#### Passage shown:

· · · · · · ·

Revive your relationships

“Women Are Scary,” by Melanie Dale (Zondervan, $15.99, available in March). Mean girls grow up and become mean moms. Dale teaches you how to manage mom monsters, while finding, keeping, rekindling and sometimes ending relationships with other women who also happen to be parents.

“Deeper Dating,” by Ken Page (Shambhala, $14.95). Stop playing games and start getting real about finding love. Begin by uncovering your core gifts (what hurts or fills your heart the most?) and use them as your guide to understanding attraction and improving dates. Micro meditation exercises help you actively combat dating challenges while inspiring stories keep you engaged.

· · · · · · ·

Data entries
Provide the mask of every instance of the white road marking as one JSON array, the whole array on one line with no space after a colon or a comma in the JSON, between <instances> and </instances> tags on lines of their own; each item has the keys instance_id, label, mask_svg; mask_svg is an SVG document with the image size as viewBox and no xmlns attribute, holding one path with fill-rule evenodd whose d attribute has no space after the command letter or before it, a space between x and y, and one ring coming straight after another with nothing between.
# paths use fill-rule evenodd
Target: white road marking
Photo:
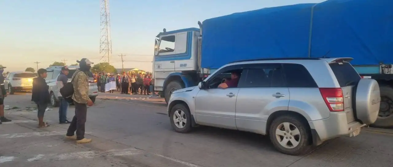
<instances>
[{"instance_id":1,"label":"white road marking","mask_svg":"<svg viewBox=\"0 0 393 167\"><path fill-rule=\"evenodd\" d=\"M27 162L31 162L32 161L35 161L35 160L39 160L39 159L41 159L41 158L42 158L42 157L43 157L44 156L45 156L45 155L44 155L43 154L39 154L38 155L37 155L35 156L34 158L31 158L28 159L27 160Z\"/></svg>"},{"instance_id":2,"label":"white road marking","mask_svg":"<svg viewBox=\"0 0 393 167\"><path fill-rule=\"evenodd\" d=\"M94 158L99 156L127 156L140 154L142 152L135 149L114 149L104 152L81 151L65 154L40 154L29 158L28 162L33 161L55 161L66 160Z\"/></svg>"},{"instance_id":3,"label":"white road marking","mask_svg":"<svg viewBox=\"0 0 393 167\"><path fill-rule=\"evenodd\" d=\"M8 124L17 123L29 123L31 122L37 122L37 121L35 121L34 120L16 120L12 121L11 122L3 122L3 124Z\"/></svg>"},{"instance_id":4,"label":"white road marking","mask_svg":"<svg viewBox=\"0 0 393 167\"><path fill-rule=\"evenodd\" d=\"M178 160L177 159L175 159L173 158L169 157L169 156L166 156L165 155L162 155L160 154L158 154L157 153L154 153L154 154L160 157L163 158L168 160L174 161L175 162L178 162L181 163L182 164L188 166L190 167L200 167L200 166L195 165L190 162L186 162L185 161L182 161L181 160Z\"/></svg>"},{"instance_id":5,"label":"white road marking","mask_svg":"<svg viewBox=\"0 0 393 167\"><path fill-rule=\"evenodd\" d=\"M52 121L44 121L45 122L51 122ZM3 122L4 124L9 124L11 123L30 123L33 122L37 122L37 121L34 120L13 120L11 122Z\"/></svg>"},{"instance_id":6,"label":"white road marking","mask_svg":"<svg viewBox=\"0 0 393 167\"><path fill-rule=\"evenodd\" d=\"M26 137L33 136L49 136L55 135L65 135L66 131L56 132L32 132L30 133L14 133L13 134L0 134L0 138L15 138ZM84 133L85 134L91 134L91 132L87 132Z\"/></svg>"},{"instance_id":7,"label":"white road marking","mask_svg":"<svg viewBox=\"0 0 393 167\"><path fill-rule=\"evenodd\" d=\"M0 156L0 163L12 161L15 158L16 158L13 156Z\"/></svg>"}]
</instances>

· · · · · · ·

#### Written instruction 1:
In the relationship book roundup, what is the price of "Deeper Dating"?
#### Written instruction 2:
According to the relationship book roundup, what four things does Dale cover about relationships with other women who are parents?
#### Written instruction 3:
Continue the relationship book roundup from the point where it stops.
None of the items are needed here.

#### Result 1:
$14.95

#### Result 2:
Finding, keeping, rekindling and sometimes ending them

#### Result 3:
“The Boomer Guide to Finding True Love Online,” by Ken Solin (21st Century Lion Books, $12.99). Bye-bye, May-December romance. This is all about boomers connecting with each other — online and in real life. Solin helps boomers navigate the murky digital dating scene with tips on everything from posting the right photo to getting a second date. If you’re over the age of 50 and single, this could be your dating bible.

“The Sweet Spot: How to Find Your Groove at Home and Work,” by Christine Carter (Ballantine Books, $26). Exit the treadmill of modern life with strategies to help you create order, lose mental and physical clutter and learn to accept a certain amount of discomfort on the road to a less-stressful life.